* **JOB 1**
Condense the paragraph of the barbecue safety post that begins "In our family, the Fall season" into a short bulleted list of its main points.

* **TEXT SEGMENT**
===============

BBQ season is a delicious way to enjoy food with friends and family. Here are some wonderful safety tips for barbecuing with kids we found on www.chla.org and wanted to share. Happy grilling :)!
By RN Remedies® blogger, Robert Giesler, BSN, RN, RNC-NIC, RRT, CPST
In our family, the Fall season means getting out of the house, enjoying the cooler weather and firing up the fire pit or barbecue for amazing family meals! We are big on barbecuing, and why not? It’s faster to cook, there are less dishes and it gets everyone outside. My boys enjoy helping me barbecue and I certainly like the father-son time too. But before you ask your child to be a barbecue assistant, it’s important that you know the correct safety tips. You will also need to take a few safety precautions yourself in order to keep your kids as safe as possible.

===============

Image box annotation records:
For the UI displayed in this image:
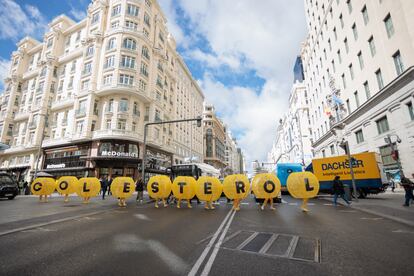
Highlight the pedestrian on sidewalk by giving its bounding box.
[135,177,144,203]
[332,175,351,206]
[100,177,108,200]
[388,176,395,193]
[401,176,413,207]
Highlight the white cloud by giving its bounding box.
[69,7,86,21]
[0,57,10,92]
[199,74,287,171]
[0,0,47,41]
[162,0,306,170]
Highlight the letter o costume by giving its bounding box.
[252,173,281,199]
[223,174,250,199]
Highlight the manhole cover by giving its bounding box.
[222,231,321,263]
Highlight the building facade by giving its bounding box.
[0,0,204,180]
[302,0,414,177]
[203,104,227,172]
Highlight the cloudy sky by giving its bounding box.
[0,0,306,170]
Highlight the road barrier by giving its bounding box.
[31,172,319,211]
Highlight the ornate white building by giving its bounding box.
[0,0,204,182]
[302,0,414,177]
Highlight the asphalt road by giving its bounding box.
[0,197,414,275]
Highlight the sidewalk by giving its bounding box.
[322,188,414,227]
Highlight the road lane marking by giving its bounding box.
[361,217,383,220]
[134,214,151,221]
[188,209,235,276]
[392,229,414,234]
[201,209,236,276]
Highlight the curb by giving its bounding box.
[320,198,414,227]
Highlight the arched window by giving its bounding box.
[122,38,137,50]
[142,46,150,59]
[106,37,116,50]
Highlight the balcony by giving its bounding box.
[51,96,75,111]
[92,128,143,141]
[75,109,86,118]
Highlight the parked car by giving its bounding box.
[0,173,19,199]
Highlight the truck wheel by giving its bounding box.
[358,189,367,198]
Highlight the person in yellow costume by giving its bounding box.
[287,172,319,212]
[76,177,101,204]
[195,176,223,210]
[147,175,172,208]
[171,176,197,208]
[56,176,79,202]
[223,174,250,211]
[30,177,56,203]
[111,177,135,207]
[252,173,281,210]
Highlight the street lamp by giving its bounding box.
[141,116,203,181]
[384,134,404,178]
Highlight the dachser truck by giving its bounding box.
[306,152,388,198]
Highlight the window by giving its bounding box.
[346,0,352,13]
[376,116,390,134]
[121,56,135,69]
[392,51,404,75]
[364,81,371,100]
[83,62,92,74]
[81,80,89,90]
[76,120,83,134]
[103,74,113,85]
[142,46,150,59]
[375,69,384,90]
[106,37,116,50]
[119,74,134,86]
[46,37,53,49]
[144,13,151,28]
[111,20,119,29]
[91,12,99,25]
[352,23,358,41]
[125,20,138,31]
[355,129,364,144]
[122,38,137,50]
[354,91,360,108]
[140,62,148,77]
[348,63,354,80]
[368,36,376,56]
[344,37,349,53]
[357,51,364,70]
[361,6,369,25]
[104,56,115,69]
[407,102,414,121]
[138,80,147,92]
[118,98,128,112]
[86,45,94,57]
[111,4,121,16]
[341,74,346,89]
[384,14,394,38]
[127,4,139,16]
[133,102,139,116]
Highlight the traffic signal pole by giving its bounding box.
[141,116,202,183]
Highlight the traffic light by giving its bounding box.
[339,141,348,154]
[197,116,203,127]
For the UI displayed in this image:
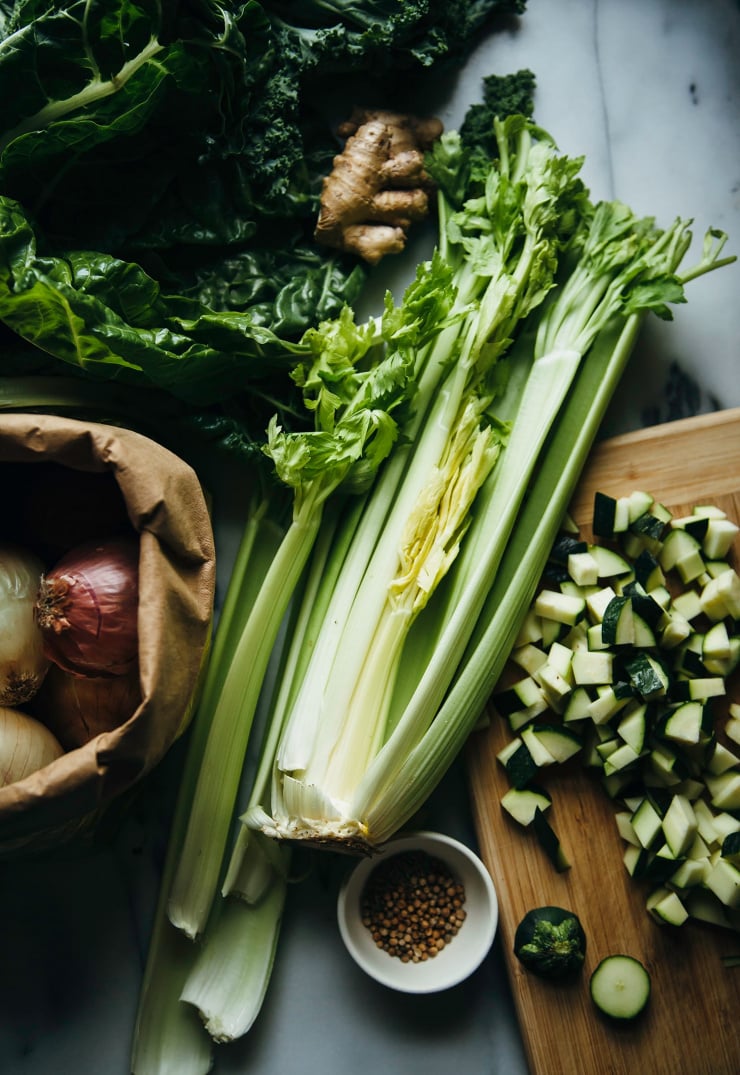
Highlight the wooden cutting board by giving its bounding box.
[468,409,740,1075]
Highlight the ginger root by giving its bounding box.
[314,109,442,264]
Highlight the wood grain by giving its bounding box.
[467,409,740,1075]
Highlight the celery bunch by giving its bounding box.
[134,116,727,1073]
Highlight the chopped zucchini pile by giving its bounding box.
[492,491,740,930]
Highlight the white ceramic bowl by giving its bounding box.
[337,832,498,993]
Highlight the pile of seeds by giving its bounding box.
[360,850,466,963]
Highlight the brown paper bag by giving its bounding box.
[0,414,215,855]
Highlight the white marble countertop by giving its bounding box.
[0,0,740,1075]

===============

* **JOB 2**
In the records, swap "Highlight" for "Outline" in the lines from the one with "Highlight the sidewalk" up to and including the one with "[306,152,388,198]", and return only those lines.

* **WORKED SOLUTION 1**
- For this family, fall means getting outside in the cooler weather and firing up the fire pit or barbecue for family meals.
- They barbecue a lot because it is faster, leaves fewer dishes, and gets everyone outdoors.
- The author's boys like helping, and the author enjoys the father-son time.
- Before making a child a barbecue assistant, a parent should know the correct safety tips.
- Parents also need to take some safety precautions themselves to keep kids as safe as possible.

* **WORKED SOLUTION 2**
Outline the sidewalk by giving its bounding box.
[322,188,414,227]
Outline the road lane marking by giving its bounding box.
[361,217,383,220]
[134,214,151,221]
[188,209,235,276]
[392,229,414,234]
[201,209,236,276]
Outline the curb by giving its bounding box.
[320,198,414,227]
Outline the arched window by giving its bounding box.
[122,38,137,50]
[142,46,150,59]
[106,37,116,50]
Outline the balcony by giving its bounding box.
[51,96,75,111]
[92,128,143,141]
[75,109,86,118]
Outline the parked car by giving its bounding box.
[0,173,19,199]
Outline the truck wheel by giving its bounding box.
[358,189,367,198]
Outline the person in yellow costume by giving its bounding box.
[287,172,319,212]
[76,177,101,204]
[195,176,223,210]
[147,175,172,208]
[171,176,197,208]
[56,176,79,202]
[223,174,250,211]
[30,177,56,203]
[111,177,135,207]
[252,173,281,210]
Outline the street lamp by giving its bounding box.
[141,116,203,181]
[384,134,404,178]
Outline the dachser truck by giving its bounding box.
[306,152,388,198]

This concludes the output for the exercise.